**DATASET EXCERPTS:**
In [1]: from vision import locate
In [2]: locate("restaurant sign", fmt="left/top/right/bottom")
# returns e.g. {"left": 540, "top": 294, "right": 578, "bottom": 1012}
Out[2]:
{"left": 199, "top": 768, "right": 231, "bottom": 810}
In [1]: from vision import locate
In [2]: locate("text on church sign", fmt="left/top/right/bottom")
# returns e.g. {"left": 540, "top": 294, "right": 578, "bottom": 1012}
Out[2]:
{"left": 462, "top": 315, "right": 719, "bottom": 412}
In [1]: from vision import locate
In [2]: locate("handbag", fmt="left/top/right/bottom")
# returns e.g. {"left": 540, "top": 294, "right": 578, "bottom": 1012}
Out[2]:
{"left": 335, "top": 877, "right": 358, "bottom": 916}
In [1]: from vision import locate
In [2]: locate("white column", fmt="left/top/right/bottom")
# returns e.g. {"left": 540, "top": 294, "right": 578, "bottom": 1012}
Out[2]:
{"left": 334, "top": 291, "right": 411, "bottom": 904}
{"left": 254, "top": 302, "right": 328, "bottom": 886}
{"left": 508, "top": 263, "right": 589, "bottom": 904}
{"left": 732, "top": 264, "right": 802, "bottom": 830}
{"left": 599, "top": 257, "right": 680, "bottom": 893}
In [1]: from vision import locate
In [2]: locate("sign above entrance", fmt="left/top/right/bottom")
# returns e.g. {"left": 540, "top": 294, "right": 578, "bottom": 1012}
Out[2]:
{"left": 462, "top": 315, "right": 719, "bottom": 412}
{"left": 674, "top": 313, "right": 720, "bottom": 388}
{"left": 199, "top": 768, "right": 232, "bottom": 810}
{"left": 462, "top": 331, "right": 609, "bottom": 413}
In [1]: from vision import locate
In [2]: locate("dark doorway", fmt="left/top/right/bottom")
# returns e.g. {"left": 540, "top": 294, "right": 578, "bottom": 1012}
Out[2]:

**WHAT YOU HAVE TO DO:** Take the data above and return it exactly.

**ANSWER TO THIS PROBLEM:**
In [1]: from vision import locate
In [2]: locate("restaurant sign", fmt="left/top/right/bottom")
# returns e.g. {"left": 540, "top": 294, "right": 578, "bottom": 1012}
Out[2]:
{"left": 199, "top": 768, "right": 231, "bottom": 810}
In [1]: from vision import locate
In [2]: locate("text on church sign", fmt="left/top/right/bottom")
# returns e.g. {"left": 540, "top": 294, "right": 578, "bottom": 1012}
Out[2]:
{"left": 462, "top": 315, "right": 719, "bottom": 412}
In [1]: from vision import locate
In [2]: locate("handbag", fmt="left/top/right/bottom")
# returns e.g. {"left": 540, "top": 294, "right": 578, "bottom": 1012}
Out[2]:
{"left": 335, "top": 877, "right": 358, "bottom": 916}
In [1]: from vision import locate
In [2]: locate("white column", fmt="left/top/right/bottom")
# returns e.g. {"left": 540, "top": 294, "right": 578, "bottom": 1012}
Out[2]:
{"left": 334, "top": 291, "right": 411, "bottom": 904}
{"left": 254, "top": 302, "right": 328, "bottom": 886}
{"left": 508, "top": 263, "right": 589, "bottom": 904}
{"left": 732, "top": 264, "right": 802, "bottom": 830}
{"left": 599, "top": 257, "right": 680, "bottom": 893}
In [1]: from vision import locate
In [2]: locate("sign above entrance", fmt="left/top/right/bottom")
# returns e.g. {"left": 540, "top": 294, "right": 578, "bottom": 1012}
Out[2]:
{"left": 462, "top": 315, "right": 719, "bottom": 412}
{"left": 674, "top": 313, "right": 720, "bottom": 388}
{"left": 199, "top": 768, "right": 232, "bottom": 810}
{"left": 462, "top": 331, "right": 609, "bottom": 413}
In [1]: from vision import locate
In [2]: locate("dark doorway", fmt="left/top/right/bottom")
# returns e.g. {"left": 540, "top": 294, "right": 578, "bottom": 1012}
Out[2]:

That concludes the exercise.